“We are what we eat.” We all know the saying, but relatively few of us take it to heart. What we put in our mouths is what our bodies will use not only as fuel, but also as the building blocks of life inside our bodies. What we eat is used to make hormones, enzymes, living cells, tissue, blood, and bone. The highly processed foods, refined sugars, high sodium, and junk foods of our modern world supply calories, but are lacking in the fiber, minerals, and vitamins our bodies truly crave.
Cancer, obesity, diabetes, and heart disease all are compounded by the deterioration of our food quality and our digestive health. Avoid foods that damage digestion. These include processed meats and other processed foods, trans fats, very hot peppers, acidic foods, dairy, fried foods, alcohol, coffee, soft drinks, refined sugar, and high sodium foods. Each one of these inhibits digestion, lacks any real nutrition, or robs the body of vitamins and minerals. The stomach likes moderation, not the extremes found in many of our modern fares. Try fresh, organic whole foods that boost digestion and supply the nutrients the body is truly looking for.
Kim Chi and Sauerkraut – Fermented foods like these are easy to digest and promote the growth of healthy bacteria in the colon. Cabbage is also rich in fiber that aids digestion and clears out toxins. Coconut or almond yogurt is also a good choice.
Sweet Potatoes – These tubers are much healthier than their white alternatives. Sweet potatoes are rich in fiber, vitamin A, B6, vitamin C, magnesium, and complex carbohydrates. B6 is important in helping the digestive system process protein.

- Image-backed grounding data:
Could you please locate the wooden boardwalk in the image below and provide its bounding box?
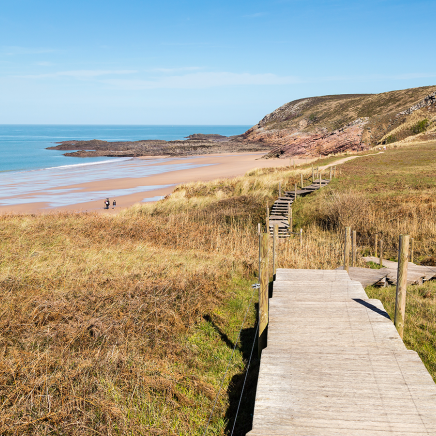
[248,269,436,436]
[269,179,330,237]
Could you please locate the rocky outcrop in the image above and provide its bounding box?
[242,86,436,157]
[397,91,436,116]
[244,118,368,158]
[48,134,269,157]
[265,119,368,158]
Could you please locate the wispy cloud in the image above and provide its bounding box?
[35,62,53,67]
[102,72,301,90]
[0,45,58,56]
[147,67,203,74]
[15,70,137,79]
[243,12,266,18]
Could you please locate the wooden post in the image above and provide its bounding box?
[394,235,409,339]
[374,233,378,257]
[273,224,279,280]
[351,230,357,266]
[288,203,293,232]
[344,227,351,272]
[258,233,269,356]
[265,206,269,234]
[410,238,415,262]
[257,223,262,283]
[379,239,383,266]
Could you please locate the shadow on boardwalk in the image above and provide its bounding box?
[225,304,260,436]
[204,303,260,436]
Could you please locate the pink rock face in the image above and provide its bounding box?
[244,124,366,158]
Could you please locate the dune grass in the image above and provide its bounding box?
[0,144,436,436]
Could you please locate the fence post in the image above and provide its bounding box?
[273,224,279,280]
[351,230,357,266]
[265,203,269,234]
[394,235,409,339]
[258,233,269,356]
[257,223,262,283]
[410,238,415,262]
[374,233,378,257]
[379,239,383,266]
[344,227,351,272]
[288,203,293,236]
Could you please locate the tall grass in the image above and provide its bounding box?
[0,141,436,435]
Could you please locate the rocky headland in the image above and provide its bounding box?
[48,133,271,157]
[243,86,436,158]
[49,86,436,158]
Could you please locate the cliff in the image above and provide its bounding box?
[243,86,436,158]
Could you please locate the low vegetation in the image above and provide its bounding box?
[0,139,436,435]
[295,141,436,381]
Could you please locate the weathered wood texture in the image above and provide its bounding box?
[266,176,330,238]
[394,235,409,339]
[248,268,436,436]
[258,233,269,353]
[363,256,436,285]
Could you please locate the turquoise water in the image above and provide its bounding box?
[0,124,251,172]
[0,125,249,207]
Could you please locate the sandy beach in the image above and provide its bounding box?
[0,153,312,213]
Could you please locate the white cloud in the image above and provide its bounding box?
[102,72,301,90]
[35,62,53,67]
[0,45,58,56]
[147,67,202,73]
[243,12,266,18]
[15,70,137,79]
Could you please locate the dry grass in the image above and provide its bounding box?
[0,145,436,435]
[0,164,330,435]
[296,141,436,380]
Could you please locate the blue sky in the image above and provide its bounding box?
[0,0,436,125]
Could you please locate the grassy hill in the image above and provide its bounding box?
[0,142,436,435]
[244,86,436,157]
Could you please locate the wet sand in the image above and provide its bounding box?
[0,153,311,213]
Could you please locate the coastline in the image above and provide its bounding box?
[0,152,314,214]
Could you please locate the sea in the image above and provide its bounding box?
[0,124,251,208]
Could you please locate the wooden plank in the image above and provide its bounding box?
[248,268,436,436]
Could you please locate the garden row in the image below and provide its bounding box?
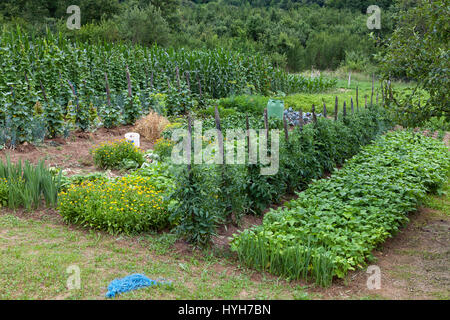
[0,28,335,145]
[232,131,450,285]
[59,108,389,245]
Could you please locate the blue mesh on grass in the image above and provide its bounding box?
[106,273,170,298]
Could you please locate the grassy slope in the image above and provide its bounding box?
[0,174,450,299]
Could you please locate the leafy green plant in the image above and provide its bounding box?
[91,140,145,169]
[58,176,169,234]
[232,131,450,285]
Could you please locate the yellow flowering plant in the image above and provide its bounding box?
[58,176,169,234]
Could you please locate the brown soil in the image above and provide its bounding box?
[0,126,153,175]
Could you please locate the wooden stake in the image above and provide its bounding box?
[184,71,191,92]
[311,105,317,124]
[283,115,289,142]
[356,86,359,112]
[298,109,303,132]
[105,72,111,106]
[370,73,375,107]
[125,65,133,97]
[264,108,269,141]
[39,80,48,102]
[175,66,181,91]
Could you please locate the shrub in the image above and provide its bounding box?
[232,131,450,285]
[91,140,145,169]
[58,176,169,234]
[135,111,169,141]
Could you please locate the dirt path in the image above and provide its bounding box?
[312,208,450,300]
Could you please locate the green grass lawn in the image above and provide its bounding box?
[0,213,308,299]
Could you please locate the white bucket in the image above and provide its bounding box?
[125,132,141,148]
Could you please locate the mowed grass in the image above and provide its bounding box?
[0,213,309,299]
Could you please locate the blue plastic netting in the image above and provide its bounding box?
[106,273,170,298]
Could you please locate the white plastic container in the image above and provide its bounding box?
[125,132,141,148]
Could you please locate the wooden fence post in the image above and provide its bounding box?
[334,96,339,121]
[184,71,191,92]
[264,108,269,141]
[197,72,202,99]
[125,65,133,97]
[298,109,303,132]
[39,80,48,102]
[105,72,111,106]
[150,71,153,90]
[283,115,289,142]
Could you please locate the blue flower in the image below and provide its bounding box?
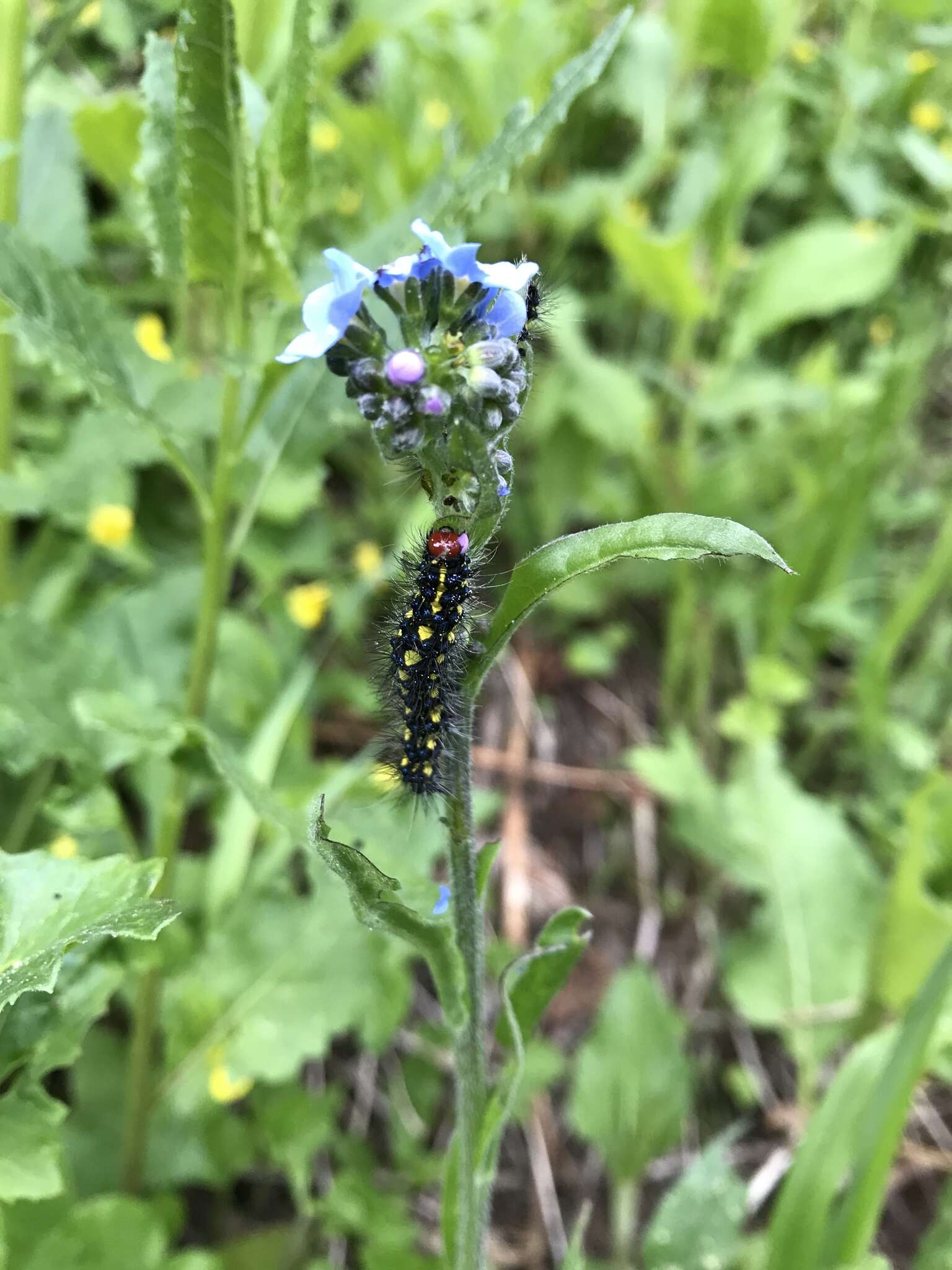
[276,220,538,363]
[275,246,374,363]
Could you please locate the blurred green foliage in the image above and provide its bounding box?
[0,0,952,1270]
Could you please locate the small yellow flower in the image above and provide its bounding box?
[909,102,946,132]
[133,314,171,362]
[50,833,79,859]
[371,763,400,790]
[790,35,820,66]
[423,97,452,132]
[338,185,363,216]
[284,582,332,631]
[870,314,896,347]
[86,503,136,548]
[906,48,938,75]
[208,1063,255,1103]
[853,217,882,242]
[311,120,344,154]
[353,542,383,578]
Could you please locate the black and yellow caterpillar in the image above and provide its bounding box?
[390,527,472,795]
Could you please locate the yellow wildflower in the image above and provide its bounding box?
[853,217,882,242]
[870,314,896,345]
[284,582,332,631]
[353,542,383,578]
[909,102,946,132]
[86,503,136,548]
[790,35,820,66]
[311,120,344,154]
[423,97,452,132]
[50,833,79,859]
[906,48,938,75]
[208,1063,255,1103]
[76,0,103,29]
[338,185,363,216]
[133,314,171,362]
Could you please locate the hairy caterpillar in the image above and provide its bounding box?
[389,526,472,795]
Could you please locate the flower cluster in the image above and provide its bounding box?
[278,220,538,510]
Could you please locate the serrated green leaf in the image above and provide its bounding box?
[731,220,913,357]
[0,851,177,1010]
[467,512,791,695]
[19,107,89,265]
[0,1085,66,1199]
[136,32,184,282]
[24,1195,167,1270]
[177,0,247,287]
[439,9,632,220]
[641,1130,746,1270]
[496,908,591,1046]
[569,965,690,1181]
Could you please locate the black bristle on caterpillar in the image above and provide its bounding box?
[389,526,472,795]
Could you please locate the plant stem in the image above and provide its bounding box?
[0,0,27,605]
[122,375,241,1191]
[447,699,488,1270]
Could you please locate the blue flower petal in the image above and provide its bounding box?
[476,291,526,339]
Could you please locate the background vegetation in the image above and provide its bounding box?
[0,0,952,1270]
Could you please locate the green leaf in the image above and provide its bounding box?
[0,851,177,1010]
[496,908,591,1046]
[177,0,247,287]
[569,965,690,1181]
[0,1082,66,1199]
[24,1195,166,1270]
[731,220,913,357]
[73,92,144,192]
[206,658,315,922]
[827,944,952,1265]
[642,1132,746,1270]
[439,7,632,220]
[601,212,708,321]
[764,1031,890,1270]
[19,107,89,265]
[136,32,184,281]
[467,512,791,695]
[311,799,465,1028]
[0,224,207,505]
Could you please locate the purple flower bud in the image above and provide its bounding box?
[356,393,383,419]
[416,383,452,415]
[466,366,503,397]
[387,348,426,388]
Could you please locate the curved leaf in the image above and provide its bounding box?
[467,512,793,696]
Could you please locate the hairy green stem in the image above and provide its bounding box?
[0,0,27,605]
[447,701,488,1270]
[122,375,241,1191]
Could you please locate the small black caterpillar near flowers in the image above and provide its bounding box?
[389,526,472,795]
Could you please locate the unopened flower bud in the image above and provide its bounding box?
[466,339,519,371]
[466,366,503,397]
[387,348,426,388]
[416,383,452,417]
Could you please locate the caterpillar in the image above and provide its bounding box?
[390,526,472,795]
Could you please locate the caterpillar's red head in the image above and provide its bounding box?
[426,525,470,556]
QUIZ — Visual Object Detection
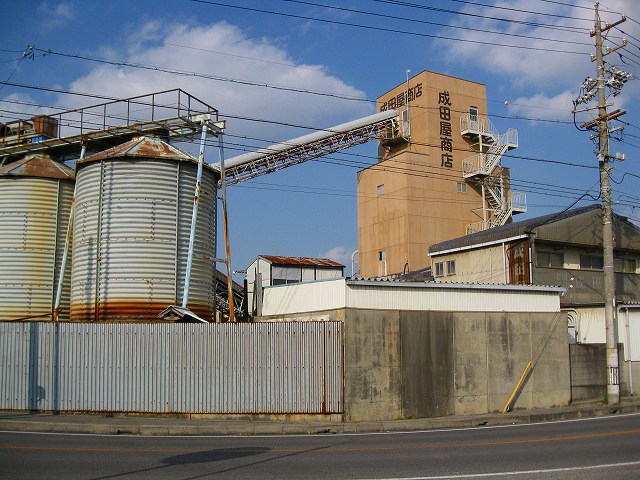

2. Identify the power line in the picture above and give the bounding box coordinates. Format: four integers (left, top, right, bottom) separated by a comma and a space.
190, 0, 586, 55
282, 0, 589, 45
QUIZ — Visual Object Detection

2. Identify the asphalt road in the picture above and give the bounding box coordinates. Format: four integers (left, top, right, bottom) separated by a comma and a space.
0, 414, 640, 480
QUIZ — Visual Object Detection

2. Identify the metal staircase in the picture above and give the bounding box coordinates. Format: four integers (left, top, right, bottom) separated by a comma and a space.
460, 114, 527, 234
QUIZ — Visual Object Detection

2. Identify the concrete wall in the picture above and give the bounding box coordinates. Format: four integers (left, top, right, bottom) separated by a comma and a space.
344, 309, 570, 421
569, 343, 607, 402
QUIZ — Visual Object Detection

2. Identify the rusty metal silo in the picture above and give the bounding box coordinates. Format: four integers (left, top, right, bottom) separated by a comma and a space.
71, 137, 217, 322
0, 155, 74, 321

- Required tasks:
(1) Can you reproduce the passage on digestive health and food choices word for word, starting with "Sweet Potatoes –" and going on through "system process protein."?
(2) Can you continue the passage on digestive health and food choices, picking up right after its closing sentence?

- List of answers:
(1)
Sweet Potatoes – These tubers are much healthier than their white alternatives. Sweet potatoes are rich in fiber, vitamin A, B6, vitamin C, magnesium, and complex carbohydrates. B6 is important in helping the digestive system process protein.

(2)
Whole Grains – Whole grains are extremely rich in fiber and many other vitamins and minerals. Many grains do contain phytates that resist digestion, so soaked, sprouted, or fermented grains are the best bet. Also choose grains that don’t contain gluten like brown rice, oats, and the grain-like quinoa.
Bananas – These fruits contain a large amount of fiber and potassium. Potassium restores electrolyte balance which is important for digestion as well as hydration.
Ginger – This spice has a soothing effect on the digestive system when used in moderation. Ginger relieves nausea, motion sickness, gas, vomiting, morning sickness, colic, and loss of appetite. Ginger is also a natural pain reliever and natural antihistamine.
Beets – Beets are rich in fiber, potassium, and magnesium. These nutrients are all beneficial to the digestive system.
Water – Water is essential for any bodily process, including digestion. The breakdown and absorption of nutrients cannot be accomplished without proper hydration. Lack of sufficient water is also the main reason for constipation.
Dates, Figs, and Prunes – These sweet fruits are packed with fiber to clear toxins and slow the release of nutrients so the rest of the body can keep up with the regular supply and demand.
Lentils – Beans and legumes supply plenty of fiber, but can contribute to gas. Lentils cause much less gas. They also act as prebiotics, feeding the good bacteria that are vital to healthy digestion.
Apples – These fruits are rich in several types of fiber, including pectin, which helps remove cholesterol. Apples are also good for hydration.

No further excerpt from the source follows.